**AIM OF THE EXERCISE**.
Return all of the data exactly as given.
┌─ RECORDS SHOWN
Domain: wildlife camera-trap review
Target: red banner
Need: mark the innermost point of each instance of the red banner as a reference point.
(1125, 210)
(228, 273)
└─
**OUTPUT**.
Domain: wildlife camera-trap review
Target: red banner
Need: mark the innermost point of each instance of the red banner as a reference point.
(1125, 210)
(228, 273)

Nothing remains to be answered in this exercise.